Excerpted text:
New figures from the Office for National Statistics (ONS) have shown unemployment levels to reach a four-year high.
As redundancies hit record highs, the UK’s unemployment level has jumped to 4.8% in the three months to September – the highest level since 2016.
The ONS said:
“For July to September 2020, an estimated 1.62 million people were unemployed, up 318,000 on the year and up 243,000 on the quarter.
“The annual increase was the largest since December 2009 to February 2010 and the quarterly increase was the largest since March to May 2009. The quarterly increase was mainly driven by men (up 178,000) and there were increases across all age groups.”
In the same period, 314,000 people were made redundant.
“Redundancies increased in July to September 2020 by 195,000 on the year, and a record 181,000 on the quarter, to a record high of 314,000m,” said the ONS.
“The annual increase was the largest since February to April 2009.”
The sharpest fall was among part-time and self-employed workers. the ONS explained:
“Looking more closely at the quarterly decrease in employment, it can be seen that this is driven by decreases in the number of part-time workers (down 158,000 on the quarter to 8.11 million) and self-employed people (down 174,000 to 4.53 million, with a record 99,000 decrease for women).”
“The quarterly decrease was partly offset by an increase in full-time employees, up by 113,000 on the quarter to a record high of 21.17 million. The increase in full-time employees was driven by women (up a record 165,000 on the quarter to 8.72 million), while men decreased by 53,000 to 12.45 million, the first quarterly decrease since March to May 2019.”
Suren Thiru, the British Chambers of Commerce head of economics, said: “The rise in the unemployment rate and redundancies is further evidence that the damage being done to the UK jobs market by the coronavirus pandemic is intensifying.”
“The extension to the furlough scheme will safeguard a significant number of jobs in the near term. However, with firms facing another wave of severely diminished cashflow and revenue and with gaps in government support persisting, further substantial rises in unemployment remain likely in the coming months.”

[Image-grounded pointing data]
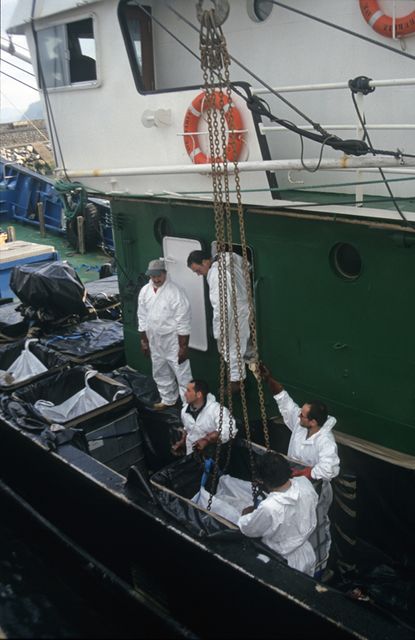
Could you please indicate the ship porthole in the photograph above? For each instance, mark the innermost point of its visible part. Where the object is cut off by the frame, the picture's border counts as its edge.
(346, 261)
(259, 10)
(161, 228)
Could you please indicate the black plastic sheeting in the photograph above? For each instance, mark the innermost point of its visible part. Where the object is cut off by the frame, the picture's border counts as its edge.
(99, 342)
(58, 388)
(50, 359)
(53, 288)
(184, 476)
(160, 429)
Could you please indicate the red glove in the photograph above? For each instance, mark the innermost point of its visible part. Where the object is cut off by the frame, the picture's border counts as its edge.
(302, 472)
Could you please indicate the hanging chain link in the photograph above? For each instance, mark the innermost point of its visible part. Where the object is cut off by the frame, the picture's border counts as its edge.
(215, 63)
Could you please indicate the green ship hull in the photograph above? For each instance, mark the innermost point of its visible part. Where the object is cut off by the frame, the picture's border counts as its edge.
(346, 339)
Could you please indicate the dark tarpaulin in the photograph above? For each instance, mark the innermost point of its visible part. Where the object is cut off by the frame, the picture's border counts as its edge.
(50, 359)
(13, 325)
(161, 429)
(9, 315)
(104, 295)
(53, 286)
(100, 342)
(62, 386)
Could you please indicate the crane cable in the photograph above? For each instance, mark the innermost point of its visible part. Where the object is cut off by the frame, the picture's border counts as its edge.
(215, 62)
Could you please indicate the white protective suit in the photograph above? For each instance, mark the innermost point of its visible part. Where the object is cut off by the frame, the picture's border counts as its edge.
(284, 521)
(319, 452)
(206, 422)
(242, 306)
(164, 314)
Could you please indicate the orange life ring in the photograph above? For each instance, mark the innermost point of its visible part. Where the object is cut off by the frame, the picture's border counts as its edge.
(191, 123)
(383, 24)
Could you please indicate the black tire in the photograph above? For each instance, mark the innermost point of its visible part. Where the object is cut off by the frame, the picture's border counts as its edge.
(92, 229)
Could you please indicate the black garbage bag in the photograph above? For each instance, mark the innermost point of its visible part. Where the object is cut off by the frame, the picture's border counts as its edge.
(53, 287)
(10, 352)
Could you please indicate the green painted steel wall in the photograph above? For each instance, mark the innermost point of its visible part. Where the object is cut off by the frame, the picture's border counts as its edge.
(350, 343)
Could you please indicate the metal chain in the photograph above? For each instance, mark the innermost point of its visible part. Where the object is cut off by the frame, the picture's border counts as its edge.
(215, 63)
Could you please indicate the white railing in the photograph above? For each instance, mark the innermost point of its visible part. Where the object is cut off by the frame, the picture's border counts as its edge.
(330, 86)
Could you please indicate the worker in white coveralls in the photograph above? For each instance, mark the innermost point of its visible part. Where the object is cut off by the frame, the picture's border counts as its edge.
(201, 419)
(203, 265)
(164, 318)
(312, 443)
(285, 519)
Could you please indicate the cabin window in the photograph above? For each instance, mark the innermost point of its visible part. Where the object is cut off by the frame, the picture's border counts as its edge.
(136, 25)
(67, 54)
(259, 10)
(346, 261)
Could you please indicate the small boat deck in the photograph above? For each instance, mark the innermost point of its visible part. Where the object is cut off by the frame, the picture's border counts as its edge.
(87, 265)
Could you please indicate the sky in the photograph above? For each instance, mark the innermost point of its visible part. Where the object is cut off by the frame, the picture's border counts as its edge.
(15, 97)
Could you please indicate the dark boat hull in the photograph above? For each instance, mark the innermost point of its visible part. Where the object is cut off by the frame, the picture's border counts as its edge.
(200, 583)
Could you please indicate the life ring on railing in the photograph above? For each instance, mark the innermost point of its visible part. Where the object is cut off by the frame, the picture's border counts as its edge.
(191, 124)
(383, 24)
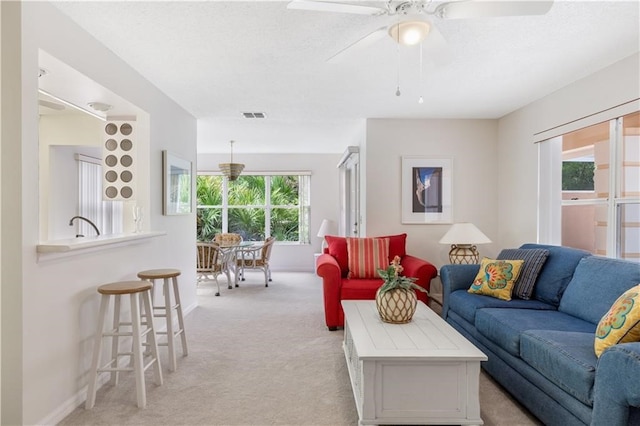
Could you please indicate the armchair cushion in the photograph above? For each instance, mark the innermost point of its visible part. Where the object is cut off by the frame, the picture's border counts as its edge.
(337, 247)
(366, 256)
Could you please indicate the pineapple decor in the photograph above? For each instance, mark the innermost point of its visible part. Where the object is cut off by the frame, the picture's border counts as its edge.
(396, 299)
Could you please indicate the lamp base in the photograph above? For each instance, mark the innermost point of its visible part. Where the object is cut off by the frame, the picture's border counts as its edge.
(464, 254)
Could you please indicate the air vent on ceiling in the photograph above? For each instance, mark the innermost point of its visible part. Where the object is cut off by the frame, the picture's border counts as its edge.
(254, 115)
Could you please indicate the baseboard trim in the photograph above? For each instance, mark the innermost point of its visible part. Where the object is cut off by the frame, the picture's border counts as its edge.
(80, 397)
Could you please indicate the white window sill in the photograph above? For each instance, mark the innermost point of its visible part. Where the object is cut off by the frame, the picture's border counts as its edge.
(86, 243)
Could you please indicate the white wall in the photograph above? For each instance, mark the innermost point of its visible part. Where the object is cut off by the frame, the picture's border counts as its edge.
(10, 193)
(472, 146)
(517, 154)
(324, 197)
(54, 301)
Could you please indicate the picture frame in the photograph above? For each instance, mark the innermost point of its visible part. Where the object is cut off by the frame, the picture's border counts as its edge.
(177, 185)
(427, 190)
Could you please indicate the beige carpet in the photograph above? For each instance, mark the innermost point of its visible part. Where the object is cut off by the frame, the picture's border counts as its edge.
(259, 356)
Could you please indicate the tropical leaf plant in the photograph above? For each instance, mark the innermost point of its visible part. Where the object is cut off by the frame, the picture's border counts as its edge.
(393, 279)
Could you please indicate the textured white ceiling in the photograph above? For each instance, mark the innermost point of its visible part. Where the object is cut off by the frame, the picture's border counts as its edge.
(217, 59)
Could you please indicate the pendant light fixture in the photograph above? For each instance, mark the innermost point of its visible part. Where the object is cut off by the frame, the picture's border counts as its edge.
(231, 170)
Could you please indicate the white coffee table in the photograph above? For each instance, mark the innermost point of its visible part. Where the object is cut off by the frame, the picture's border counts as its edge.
(424, 372)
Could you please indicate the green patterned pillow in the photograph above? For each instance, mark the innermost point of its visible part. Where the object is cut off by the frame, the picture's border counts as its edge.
(622, 323)
(496, 278)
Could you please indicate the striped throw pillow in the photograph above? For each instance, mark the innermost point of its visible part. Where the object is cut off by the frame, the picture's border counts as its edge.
(366, 256)
(533, 261)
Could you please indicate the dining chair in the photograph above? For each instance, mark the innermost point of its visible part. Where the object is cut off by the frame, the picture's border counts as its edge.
(256, 257)
(209, 264)
(227, 238)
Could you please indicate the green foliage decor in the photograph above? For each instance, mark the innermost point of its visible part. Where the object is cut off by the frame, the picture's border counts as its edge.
(393, 279)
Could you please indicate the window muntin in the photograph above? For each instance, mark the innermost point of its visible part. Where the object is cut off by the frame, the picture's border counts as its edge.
(254, 206)
(603, 220)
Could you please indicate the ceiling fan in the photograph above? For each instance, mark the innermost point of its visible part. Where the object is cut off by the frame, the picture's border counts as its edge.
(412, 26)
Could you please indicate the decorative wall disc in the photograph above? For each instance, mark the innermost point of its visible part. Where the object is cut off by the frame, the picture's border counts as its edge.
(119, 161)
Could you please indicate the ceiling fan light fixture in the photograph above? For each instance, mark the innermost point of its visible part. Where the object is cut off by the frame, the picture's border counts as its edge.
(409, 33)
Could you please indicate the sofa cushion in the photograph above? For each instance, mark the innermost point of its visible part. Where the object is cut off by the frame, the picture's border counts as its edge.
(496, 278)
(466, 305)
(533, 261)
(366, 256)
(565, 358)
(504, 326)
(621, 324)
(359, 289)
(337, 247)
(556, 272)
(596, 284)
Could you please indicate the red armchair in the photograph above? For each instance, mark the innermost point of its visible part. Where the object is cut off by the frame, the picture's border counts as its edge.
(333, 267)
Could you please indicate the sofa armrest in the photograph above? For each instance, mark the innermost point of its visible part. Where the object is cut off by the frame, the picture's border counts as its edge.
(422, 270)
(616, 387)
(328, 269)
(455, 277)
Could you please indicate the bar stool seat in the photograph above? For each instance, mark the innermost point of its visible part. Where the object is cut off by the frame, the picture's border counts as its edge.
(167, 309)
(134, 289)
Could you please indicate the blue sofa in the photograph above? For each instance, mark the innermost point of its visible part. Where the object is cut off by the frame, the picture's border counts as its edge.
(542, 350)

What this exercise asks:
A - Answer these questions from the UK unemployment article:
(i) What was the UK's unemployment level in the three months to September?
(ii) How many people were estimated to be unemployed for July to September 2020?
(iii) Among full-time employees, which group rose by a record 165,000 on the quarter?
B - Reproduce the UK unemployment article between "New figures from" and "said the ONS.", inclusive.

Completed exercise:
A -
(i) 4.8%
(ii) 1.62 million
(iii) Women

B -
New figures from the Office for National Statistics (ONS) have shown unemployment levels to reach a four-year high.
As redundancies hit record highs, the UK’s unemployment level has jumped to 4.8% in the three months to September – the highest level since 2016.
The ONS said:
“For July to September 2020, an estimated 1.62 million people were unemployed, up 318,000 on the year and up 243,000 on the quarter.
“The annual increase was the largest since December 2009 to February 2010 and the quarterly increase was the largest since March to May 2009. The quarterly increase was mainly driven by men (up 178,000) and there were increases across all age groups.”
In the same period, 314,000 people were made redundant.
“Redundancies increased in July to September 2020 by 195,000 on the year, and a record 181,000 on the quarter, to a record high of 314,000m,” said the ONS.